____ Records provided

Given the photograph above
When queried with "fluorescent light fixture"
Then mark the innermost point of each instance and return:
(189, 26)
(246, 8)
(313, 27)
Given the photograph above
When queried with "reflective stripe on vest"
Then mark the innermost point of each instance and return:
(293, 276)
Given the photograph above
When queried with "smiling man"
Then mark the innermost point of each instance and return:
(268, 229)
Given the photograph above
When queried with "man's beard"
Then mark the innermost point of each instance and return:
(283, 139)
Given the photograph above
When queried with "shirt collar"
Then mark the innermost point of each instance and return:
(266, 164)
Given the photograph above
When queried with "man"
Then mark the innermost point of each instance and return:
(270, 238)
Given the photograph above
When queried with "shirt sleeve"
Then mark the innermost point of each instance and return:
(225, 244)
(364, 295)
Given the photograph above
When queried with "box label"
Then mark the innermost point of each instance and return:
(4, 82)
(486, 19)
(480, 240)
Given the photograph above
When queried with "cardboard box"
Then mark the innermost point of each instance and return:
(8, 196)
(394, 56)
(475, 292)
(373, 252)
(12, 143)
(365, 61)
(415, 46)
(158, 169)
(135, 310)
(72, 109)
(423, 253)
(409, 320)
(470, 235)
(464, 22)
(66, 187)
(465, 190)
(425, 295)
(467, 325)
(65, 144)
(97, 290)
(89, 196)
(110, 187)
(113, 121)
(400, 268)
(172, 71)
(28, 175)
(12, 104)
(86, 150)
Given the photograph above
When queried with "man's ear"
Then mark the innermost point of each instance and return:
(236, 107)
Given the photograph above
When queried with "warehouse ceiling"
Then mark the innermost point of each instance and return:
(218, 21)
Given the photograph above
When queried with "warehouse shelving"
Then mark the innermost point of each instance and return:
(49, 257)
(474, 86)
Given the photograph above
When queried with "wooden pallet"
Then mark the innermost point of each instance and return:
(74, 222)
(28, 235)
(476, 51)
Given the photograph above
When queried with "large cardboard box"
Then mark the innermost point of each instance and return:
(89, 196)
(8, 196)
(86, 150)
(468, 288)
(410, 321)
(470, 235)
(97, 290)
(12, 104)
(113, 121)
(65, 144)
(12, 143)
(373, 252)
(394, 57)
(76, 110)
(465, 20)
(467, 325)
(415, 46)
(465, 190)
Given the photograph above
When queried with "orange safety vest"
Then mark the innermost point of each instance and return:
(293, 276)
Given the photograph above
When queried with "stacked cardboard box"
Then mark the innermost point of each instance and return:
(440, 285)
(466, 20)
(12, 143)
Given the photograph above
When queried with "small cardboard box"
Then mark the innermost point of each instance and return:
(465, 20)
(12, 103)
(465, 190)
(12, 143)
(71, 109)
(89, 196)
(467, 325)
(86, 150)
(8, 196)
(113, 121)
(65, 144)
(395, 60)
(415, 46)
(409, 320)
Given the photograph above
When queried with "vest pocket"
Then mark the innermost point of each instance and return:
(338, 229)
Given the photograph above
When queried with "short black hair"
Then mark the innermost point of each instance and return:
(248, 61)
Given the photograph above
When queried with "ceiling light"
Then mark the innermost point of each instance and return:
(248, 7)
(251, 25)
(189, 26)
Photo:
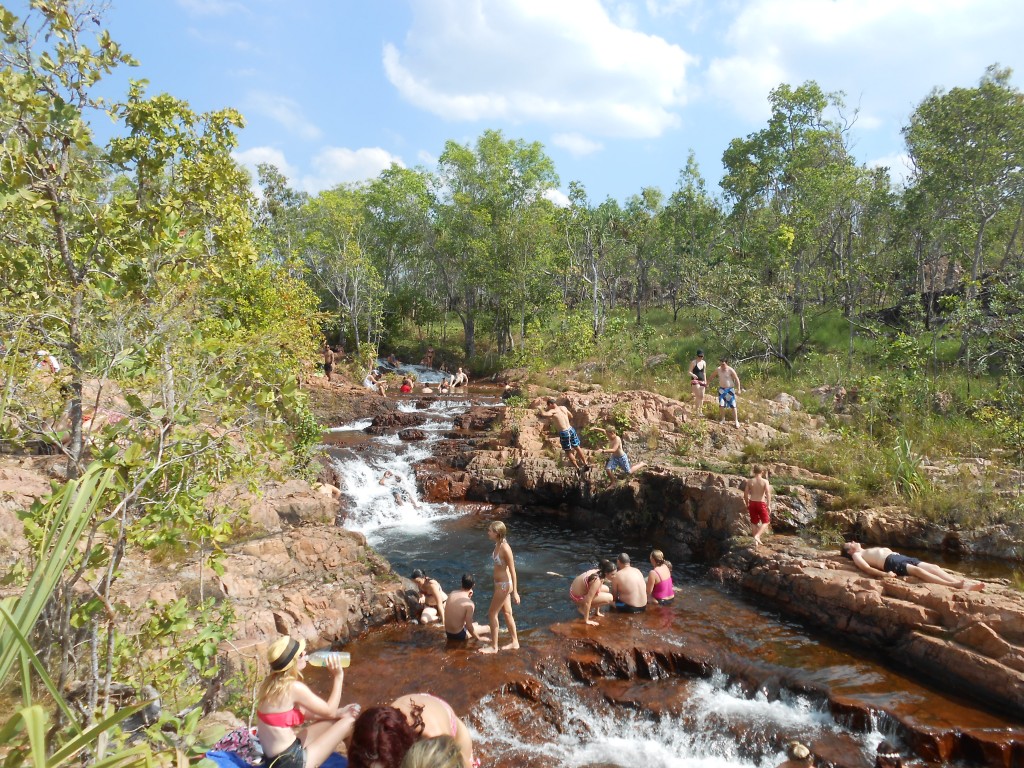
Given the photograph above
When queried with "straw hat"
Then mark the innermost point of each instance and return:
(284, 652)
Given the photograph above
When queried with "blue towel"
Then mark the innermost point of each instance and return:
(231, 760)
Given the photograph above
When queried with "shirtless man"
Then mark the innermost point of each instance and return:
(728, 388)
(698, 381)
(629, 588)
(566, 434)
(619, 459)
(328, 361)
(757, 497)
(881, 561)
(459, 610)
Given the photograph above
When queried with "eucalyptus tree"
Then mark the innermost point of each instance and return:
(792, 181)
(967, 146)
(693, 224)
(399, 237)
(487, 194)
(339, 267)
(639, 229)
(134, 262)
(276, 218)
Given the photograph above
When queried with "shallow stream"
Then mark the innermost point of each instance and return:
(670, 722)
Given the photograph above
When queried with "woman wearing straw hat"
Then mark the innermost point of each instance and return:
(285, 701)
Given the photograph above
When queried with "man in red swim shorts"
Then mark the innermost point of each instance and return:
(757, 496)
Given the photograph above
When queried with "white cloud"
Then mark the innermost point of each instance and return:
(577, 143)
(898, 164)
(557, 197)
(257, 155)
(563, 62)
(887, 54)
(336, 165)
(284, 111)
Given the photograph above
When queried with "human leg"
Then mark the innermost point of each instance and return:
(321, 739)
(513, 644)
(496, 604)
(933, 573)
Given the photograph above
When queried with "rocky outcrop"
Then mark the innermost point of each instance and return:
(963, 640)
(321, 583)
(393, 421)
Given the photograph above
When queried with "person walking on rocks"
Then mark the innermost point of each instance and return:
(881, 561)
(506, 588)
(728, 388)
(566, 434)
(757, 497)
(619, 459)
(698, 381)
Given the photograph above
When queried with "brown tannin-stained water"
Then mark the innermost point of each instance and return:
(756, 681)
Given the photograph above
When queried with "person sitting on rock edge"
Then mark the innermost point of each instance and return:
(882, 561)
(284, 702)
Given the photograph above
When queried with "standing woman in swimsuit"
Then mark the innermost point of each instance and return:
(382, 735)
(659, 587)
(506, 588)
(285, 701)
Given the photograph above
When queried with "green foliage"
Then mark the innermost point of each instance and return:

________

--- To do ---
Restate all entries above exactly, but not the images.

--- Result of the task ---
Given the photograph above
When queried with "fluorescent light fixture"
Then mark the innermost point of each instance and return:
(189, 26)
(246, 8)
(313, 27)
Given the photograph above
When queried with "reflective stripe on vest"
Then mark the innermost point of each instance and return:
(293, 276)
Given the photograph above
When queried with "smiling man"
Then mark the innermost point of each instance and return:
(268, 229)
Given the photograph above
When queried with "man's beard"
Then mark the innermost point of each instance and return:
(283, 139)
Given the photograph above
When queried with "shirt collar"
Then mark the innermost point of each instance and return:
(266, 164)
Given the photograph above
When queried with "man"
Then mark the innermost point of each instance and return:
(270, 238)
Given the photograph above
When queried with "shirt sleeve"
Then mark the innermost point of each instance and return:
(225, 244)
(364, 295)
Given the photograph above
When queried with "box label"
Then mark the innermost point of each instance and return:
(4, 82)
(486, 19)
(480, 240)
Given the photograph above
When queried with "cardboard box"
Then mark the innermost point of each instance and return:
(8, 196)
(394, 56)
(475, 292)
(373, 252)
(12, 143)
(365, 61)
(415, 46)
(158, 169)
(135, 310)
(72, 109)
(423, 253)
(409, 320)
(470, 235)
(464, 22)
(66, 187)
(465, 190)
(425, 295)
(467, 325)
(65, 144)
(97, 290)
(89, 196)
(110, 187)
(113, 121)
(400, 268)
(172, 71)
(28, 175)
(12, 104)
(86, 150)
Given the photograph above
When queried with "man's ear"
Then mark the innermost point of each instance and return:
(236, 107)
Given the photograph above
When queried with "warehouse ceiling"
Then mark the innermost point of each instance and return:
(218, 21)
Given the photograph above
When queried with "warehouse shelving"
Then mark the innermost point of each instance and return:
(49, 257)
(474, 86)
Given the photograph above
When queried with "wooden pallet"
Then mark the innermost point of each instance and return:
(74, 222)
(28, 235)
(476, 51)
Given the photograph above
When queried with "large cardboard box"
Then mark the innermost point of each instance and return:
(89, 196)
(8, 196)
(86, 150)
(468, 288)
(410, 321)
(470, 235)
(97, 290)
(12, 104)
(113, 121)
(65, 144)
(12, 143)
(373, 252)
(394, 57)
(76, 110)
(465, 20)
(467, 325)
(415, 46)
(465, 190)
Given the photograph above
When queried with "orange safety vest"
Then mark the innermost point of each instance and return:
(293, 276)
Given the photograph above
When queried with "stacked cardboard box"
Then mark the innermost point of each instance and return:
(440, 285)
(466, 20)
(12, 143)
Given the photograph above
When queried with "small cardboard box"
Then mark the innermost point of each instance and return:
(465, 20)
(12, 103)
(465, 190)
(12, 143)
(71, 109)
(89, 196)
(467, 325)
(86, 150)
(8, 196)
(113, 121)
(65, 144)
(395, 60)
(415, 46)
(409, 320)
Given the photograph above
When queried with "vest pocket"
Then mark the innermost point of each instance and return:
(338, 229)
Given the photograph above
When queried with "short black hair"
Then mark the innermost point of each instance and return:
(248, 61)
Given the photograph above
When queried with "ceiling light"
Then mark the innermost point of each instance and return:
(248, 7)
(251, 25)
(189, 26)
Photo:
Given the photograph above
When queried with "straw hat"
Then mark the innermost point of each instance and return:
(284, 652)
Given the photograph above
When queried with "blue towel"
Then mark the innermost point of each instance and return:
(231, 760)
Given the photograph above
When queried with "shirtless man"
Then mark the innermost point of each instance and return:
(728, 388)
(698, 381)
(629, 588)
(566, 434)
(619, 459)
(328, 361)
(757, 497)
(881, 561)
(459, 610)
Given the photograph above
When queried with "eucalyptus tree"
Then mark the innermost point of each instance and return:
(792, 181)
(967, 146)
(693, 224)
(399, 237)
(487, 194)
(339, 267)
(639, 229)
(134, 262)
(276, 218)
Given the photograph above
When queried with "shallow stream"
Then mark the innermost point of each instance and return:
(670, 722)
Given the photograph above
When queried with "woman wearing straw hat"
Then mark the innermost point of each instance and return:
(285, 701)
Given the photograph above
When queried with "man in red swim shorts"
Then mark the innermost point of each instance and return:
(757, 496)
Given the photograph above
When queried with "white cloud"
Then mark the innermost point of each instance and return:
(577, 143)
(898, 164)
(557, 197)
(257, 155)
(563, 62)
(887, 54)
(336, 165)
(284, 111)
Given the photograph above
When queried with "human leg"
Then mark the innermost point of each instance and return:
(321, 739)
(513, 644)
(496, 604)
(933, 573)
Given the photograph above
When queried with "rocky outcrop"
Then mark the innermost point of each instance and return:
(963, 640)
(321, 583)
(393, 421)
Given the photograph above
When queried with "person walking on rocks"
Then mark the innermost point of each instance and return:
(881, 561)
(506, 588)
(728, 388)
(566, 434)
(757, 497)
(619, 459)
(698, 381)
Given the photograph above
When queried with "brown tannin-stained water"
Then mark the innermost point of each instance and return:
(756, 681)
Given the photograph above
When queried with "person sitting on rock edge"
Then mark the innermost point of each instance and return:
(882, 561)
(284, 702)
Given the photograph above
When queried with "standing woman in swimsuit"
Then mark the innermost point of each instance and return:
(382, 735)
(659, 587)
(506, 588)
(285, 701)
Given the photograph above
When queried with "green foliage"
Then mark the innermost point of each instance and return:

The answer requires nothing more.